··· LISTED ENTRIES

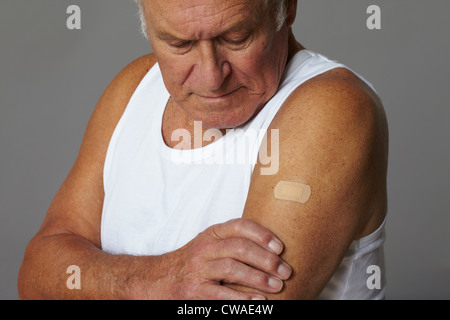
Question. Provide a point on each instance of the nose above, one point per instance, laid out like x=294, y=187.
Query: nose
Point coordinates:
x=212, y=68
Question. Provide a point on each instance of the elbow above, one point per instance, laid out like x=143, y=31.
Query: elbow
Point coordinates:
x=25, y=276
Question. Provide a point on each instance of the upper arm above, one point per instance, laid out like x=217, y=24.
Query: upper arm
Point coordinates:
x=332, y=137
x=77, y=206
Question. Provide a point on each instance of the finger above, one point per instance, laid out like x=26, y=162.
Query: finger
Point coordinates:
x=245, y=228
x=250, y=253
x=235, y=272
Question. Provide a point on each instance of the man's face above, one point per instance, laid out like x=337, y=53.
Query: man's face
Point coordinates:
x=221, y=60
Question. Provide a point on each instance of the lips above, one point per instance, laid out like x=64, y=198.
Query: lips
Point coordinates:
x=213, y=97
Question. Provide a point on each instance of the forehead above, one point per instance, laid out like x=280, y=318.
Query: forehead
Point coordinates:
x=201, y=18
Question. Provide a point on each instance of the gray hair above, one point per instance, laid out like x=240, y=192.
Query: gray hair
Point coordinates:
x=280, y=10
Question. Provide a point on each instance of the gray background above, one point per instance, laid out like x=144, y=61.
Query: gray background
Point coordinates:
x=51, y=79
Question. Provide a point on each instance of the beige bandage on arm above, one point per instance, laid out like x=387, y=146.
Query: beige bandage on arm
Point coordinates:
x=292, y=191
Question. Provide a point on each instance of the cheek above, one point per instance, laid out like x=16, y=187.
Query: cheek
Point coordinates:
x=174, y=72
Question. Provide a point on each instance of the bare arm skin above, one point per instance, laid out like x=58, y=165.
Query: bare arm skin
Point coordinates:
x=70, y=235
x=333, y=136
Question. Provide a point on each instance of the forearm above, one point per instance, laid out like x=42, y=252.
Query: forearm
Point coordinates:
x=43, y=274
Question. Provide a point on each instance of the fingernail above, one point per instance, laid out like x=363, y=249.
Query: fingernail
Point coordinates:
x=275, y=283
x=275, y=246
x=284, y=271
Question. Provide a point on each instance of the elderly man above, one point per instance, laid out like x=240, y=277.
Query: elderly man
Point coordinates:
x=148, y=210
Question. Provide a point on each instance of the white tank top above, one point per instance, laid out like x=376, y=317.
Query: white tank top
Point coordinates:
x=157, y=198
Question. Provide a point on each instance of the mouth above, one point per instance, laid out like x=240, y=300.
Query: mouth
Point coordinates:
x=218, y=97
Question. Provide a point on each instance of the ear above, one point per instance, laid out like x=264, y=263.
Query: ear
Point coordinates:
x=291, y=10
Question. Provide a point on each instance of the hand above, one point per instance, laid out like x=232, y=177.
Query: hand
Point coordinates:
x=239, y=252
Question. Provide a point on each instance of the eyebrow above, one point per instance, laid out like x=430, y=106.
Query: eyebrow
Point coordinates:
x=165, y=36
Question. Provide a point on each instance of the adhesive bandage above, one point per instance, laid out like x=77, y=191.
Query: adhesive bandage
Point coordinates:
x=292, y=191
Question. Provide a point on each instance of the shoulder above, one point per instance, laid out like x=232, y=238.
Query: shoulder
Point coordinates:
x=337, y=100
x=116, y=96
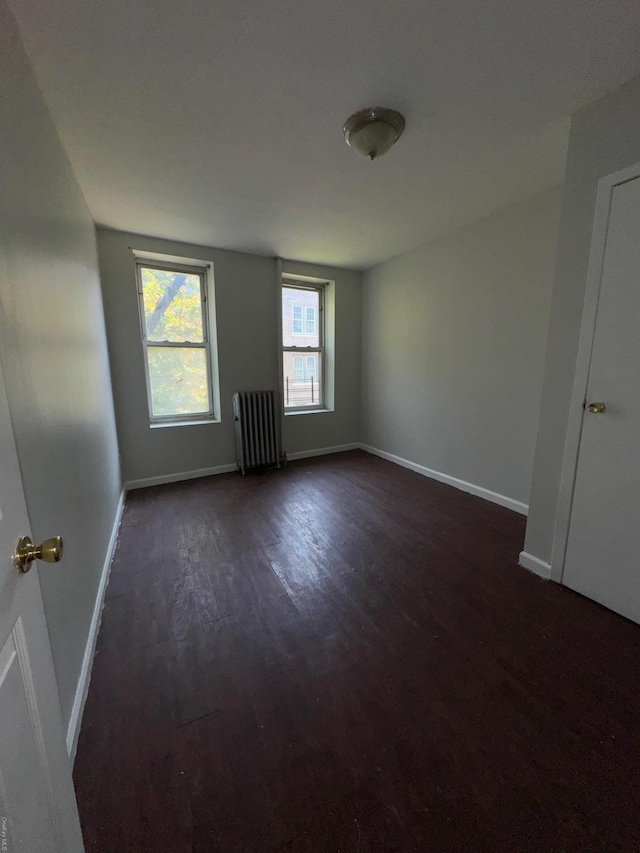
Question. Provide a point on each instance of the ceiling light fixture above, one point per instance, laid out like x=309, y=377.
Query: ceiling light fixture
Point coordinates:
x=372, y=132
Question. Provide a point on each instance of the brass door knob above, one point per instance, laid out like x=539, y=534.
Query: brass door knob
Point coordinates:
x=50, y=551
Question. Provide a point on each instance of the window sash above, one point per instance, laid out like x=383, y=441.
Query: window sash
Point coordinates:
x=310, y=320
x=203, y=344
x=297, y=323
x=319, y=321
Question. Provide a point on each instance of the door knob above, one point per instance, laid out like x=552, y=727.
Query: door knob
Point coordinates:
x=50, y=551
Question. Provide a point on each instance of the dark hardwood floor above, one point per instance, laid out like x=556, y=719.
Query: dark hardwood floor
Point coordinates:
x=345, y=656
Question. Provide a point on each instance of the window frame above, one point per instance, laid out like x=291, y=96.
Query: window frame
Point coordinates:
x=202, y=272
x=320, y=289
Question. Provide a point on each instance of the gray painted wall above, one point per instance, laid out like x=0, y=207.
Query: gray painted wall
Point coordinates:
x=605, y=137
x=453, y=348
x=54, y=357
x=247, y=303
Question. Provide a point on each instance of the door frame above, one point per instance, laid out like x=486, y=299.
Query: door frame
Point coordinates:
x=571, y=452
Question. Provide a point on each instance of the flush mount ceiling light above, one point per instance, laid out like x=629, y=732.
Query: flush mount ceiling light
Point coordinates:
x=372, y=132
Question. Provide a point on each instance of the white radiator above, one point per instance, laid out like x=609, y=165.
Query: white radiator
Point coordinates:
x=257, y=429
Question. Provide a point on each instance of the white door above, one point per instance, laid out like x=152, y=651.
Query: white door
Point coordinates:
x=603, y=550
x=37, y=802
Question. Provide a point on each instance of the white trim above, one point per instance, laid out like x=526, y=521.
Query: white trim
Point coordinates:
x=606, y=186
x=82, y=688
x=321, y=451
x=471, y=488
x=535, y=565
x=130, y=485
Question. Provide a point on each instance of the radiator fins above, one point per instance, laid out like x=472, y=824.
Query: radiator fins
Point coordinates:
x=257, y=433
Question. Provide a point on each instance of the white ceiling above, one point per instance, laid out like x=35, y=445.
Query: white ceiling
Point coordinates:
x=219, y=123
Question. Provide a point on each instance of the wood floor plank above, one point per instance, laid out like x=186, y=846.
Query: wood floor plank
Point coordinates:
x=344, y=656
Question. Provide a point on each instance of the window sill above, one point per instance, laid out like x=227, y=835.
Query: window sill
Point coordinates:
x=307, y=412
x=166, y=424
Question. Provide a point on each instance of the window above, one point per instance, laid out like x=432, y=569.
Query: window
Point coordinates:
x=309, y=313
x=173, y=300
x=303, y=345
x=296, y=327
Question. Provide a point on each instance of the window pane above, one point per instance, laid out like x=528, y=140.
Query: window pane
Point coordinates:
x=300, y=317
x=172, y=305
x=178, y=380
x=302, y=380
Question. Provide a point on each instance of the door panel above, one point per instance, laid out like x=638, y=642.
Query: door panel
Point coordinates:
x=603, y=553
x=39, y=813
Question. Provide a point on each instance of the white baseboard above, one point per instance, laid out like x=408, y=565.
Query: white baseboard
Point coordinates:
x=535, y=565
x=176, y=478
x=321, y=451
x=471, y=488
x=75, y=720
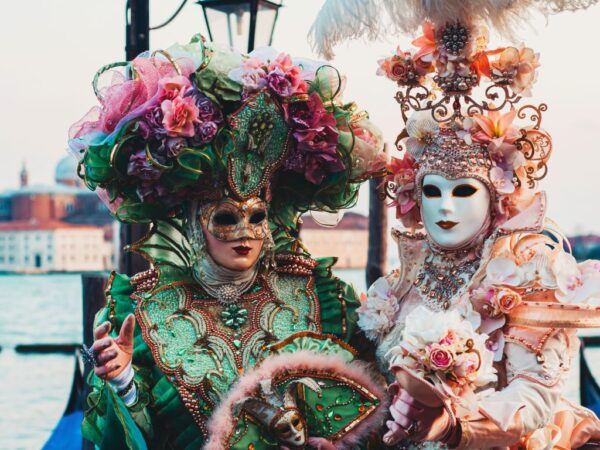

······

_TASK_
Resize the part of the lines above that runs from the start through the line containing "x=235, y=272", both ends included. Give those lines again with their requests, multiplying only the point coordinates in the answers by 0.4 and rounding to whole numbers with halves going up. Leave the pictures out.

_SOLVED EXERCISE_
Question. Provide a point on each instance of the nose above, one point per instance, laid out like x=294, y=187.
Query: nose
Point coordinates:
x=85, y=27
Question. Provide a point on each instance of the elbow above, one point per instance, laid out like x=143, y=31.
Query: elbow
Point coordinates:
x=10, y=110
Question. Provide a point on each instance of the upper arm above, one point per instance, laid out like x=217, y=24.
Query: upper arm
Point coordinates:
x=133, y=55
x=31, y=82
Question. Provide a point on each instance of the finger above, one point per instance, laid out like x=26, y=162.
Query: finger
Point coordinates:
x=98, y=91
x=100, y=101
x=94, y=109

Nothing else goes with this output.